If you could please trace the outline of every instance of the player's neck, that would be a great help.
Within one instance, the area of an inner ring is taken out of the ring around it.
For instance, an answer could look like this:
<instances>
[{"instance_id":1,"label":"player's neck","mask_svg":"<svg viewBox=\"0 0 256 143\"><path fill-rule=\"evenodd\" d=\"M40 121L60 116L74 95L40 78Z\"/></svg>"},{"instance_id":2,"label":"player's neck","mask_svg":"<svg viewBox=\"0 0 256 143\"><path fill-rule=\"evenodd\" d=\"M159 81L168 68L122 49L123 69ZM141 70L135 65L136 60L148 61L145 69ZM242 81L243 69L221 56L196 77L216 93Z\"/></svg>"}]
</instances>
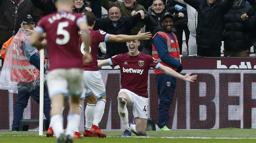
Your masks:
<instances>
[{"instance_id":1,"label":"player's neck","mask_svg":"<svg viewBox=\"0 0 256 143\"><path fill-rule=\"evenodd\" d=\"M132 52L131 53L130 52L128 52L128 54L129 54L129 55L131 56L136 56L140 54L140 52L139 51L137 51L135 52Z\"/></svg>"}]
</instances>

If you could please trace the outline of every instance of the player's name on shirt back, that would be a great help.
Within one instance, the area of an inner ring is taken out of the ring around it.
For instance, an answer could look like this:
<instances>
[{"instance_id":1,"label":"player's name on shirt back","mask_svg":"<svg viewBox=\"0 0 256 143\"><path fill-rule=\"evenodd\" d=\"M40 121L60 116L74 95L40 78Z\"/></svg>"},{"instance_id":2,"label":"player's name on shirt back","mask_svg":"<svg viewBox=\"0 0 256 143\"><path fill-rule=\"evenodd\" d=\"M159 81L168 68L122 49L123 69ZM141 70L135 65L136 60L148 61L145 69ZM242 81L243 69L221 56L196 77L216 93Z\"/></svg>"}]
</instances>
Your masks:
<instances>
[{"instance_id":1,"label":"player's name on shirt back","mask_svg":"<svg viewBox=\"0 0 256 143\"><path fill-rule=\"evenodd\" d=\"M56 20L59 20L62 18L67 18L71 21L74 21L76 19L76 16L72 14L71 13L66 12L61 13L57 13L53 15L51 17L49 18L47 20L51 24Z\"/></svg>"}]
</instances>

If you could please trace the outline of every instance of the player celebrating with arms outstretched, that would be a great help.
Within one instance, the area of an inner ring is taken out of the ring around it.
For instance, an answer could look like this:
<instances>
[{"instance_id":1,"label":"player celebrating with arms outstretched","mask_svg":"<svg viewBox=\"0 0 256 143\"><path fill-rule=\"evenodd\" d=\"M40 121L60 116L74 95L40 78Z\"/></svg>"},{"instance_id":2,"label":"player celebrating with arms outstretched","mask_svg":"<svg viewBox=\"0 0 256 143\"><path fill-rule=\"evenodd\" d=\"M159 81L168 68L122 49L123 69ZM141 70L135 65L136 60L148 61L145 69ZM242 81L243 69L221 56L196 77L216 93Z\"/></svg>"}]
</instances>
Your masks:
<instances>
[{"instance_id":1,"label":"player celebrating with arms outstretched","mask_svg":"<svg viewBox=\"0 0 256 143\"><path fill-rule=\"evenodd\" d=\"M92 59L89 52L90 38L85 16L72 13L73 0L58 0L56 7L57 12L42 18L38 22L29 42L38 49L42 48L46 43L40 42L39 39L44 32L46 33L51 63L47 82L53 106L51 113L53 129L58 143L73 143L79 120L78 104L84 86L82 55L76 46L79 44L77 31L83 32L85 63ZM62 111L64 95L67 94L72 96L64 134Z\"/></svg>"},{"instance_id":2,"label":"player celebrating with arms outstretched","mask_svg":"<svg viewBox=\"0 0 256 143\"><path fill-rule=\"evenodd\" d=\"M191 73L182 75L170 68L158 63L149 55L138 50L138 40L126 43L129 52L104 60L98 60L98 66L119 65L121 76L122 88L118 93L118 111L125 129L122 136L130 136L131 131L137 135L145 135L147 120L147 79L149 68L162 71L169 75L185 81L193 82L197 75ZM135 124L129 125L127 107L133 106Z\"/></svg>"},{"instance_id":3,"label":"player celebrating with arms outstretched","mask_svg":"<svg viewBox=\"0 0 256 143\"><path fill-rule=\"evenodd\" d=\"M93 13L89 12L85 13L85 14L91 38L91 54L93 61L84 66L83 75L86 94L83 96L86 97L87 105L85 112L85 129L83 134L84 136L98 136L104 138L107 136L98 127L104 114L106 98L104 83L97 66L97 54L99 44L104 41L123 42L136 39L148 39L151 38L151 34L150 32L142 33L141 30L136 35L115 35L102 31L94 30L93 29L95 23L95 16ZM82 49L83 49L82 47ZM84 53L82 51L82 53Z\"/></svg>"}]
</instances>

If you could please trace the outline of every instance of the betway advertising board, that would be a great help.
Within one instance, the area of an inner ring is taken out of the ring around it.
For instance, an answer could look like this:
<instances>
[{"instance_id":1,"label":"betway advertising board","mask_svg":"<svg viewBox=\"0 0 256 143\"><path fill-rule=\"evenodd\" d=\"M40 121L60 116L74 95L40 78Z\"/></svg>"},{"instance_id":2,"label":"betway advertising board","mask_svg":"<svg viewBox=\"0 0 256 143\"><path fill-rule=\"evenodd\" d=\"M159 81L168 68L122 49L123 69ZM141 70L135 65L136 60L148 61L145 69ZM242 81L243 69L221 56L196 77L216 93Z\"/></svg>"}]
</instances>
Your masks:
--
Copy out the stretch of the material above from the line containing "board, that would be a great help." through the end of the material, reproducing each line without change.

If you could please trace the outline of every instance of the betway advertising board, that would be a great help.
Within one instance, the area of an inner ring is taken out of the ring around it.
For instance, an answer could look like this:
<instances>
[{"instance_id":1,"label":"betway advertising board","mask_svg":"<svg viewBox=\"0 0 256 143\"><path fill-rule=\"evenodd\" d=\"M40 121L60 116L74 95L40 78Z\"/></svg>"},{"instance_id":2,"label":"betway advertising board","mask_svg":"<svg viewBox=\"0 0 256 143\"><path fill-rule=\"evenodd\" d=\"M159 81L168 68L122 49L123 69ZM141 70L135 65L136 60L148 61L145 69ZM242 81L243 69L221 56L196 77L216 93Z\"/></svg>"}]
</instances>
Your masks:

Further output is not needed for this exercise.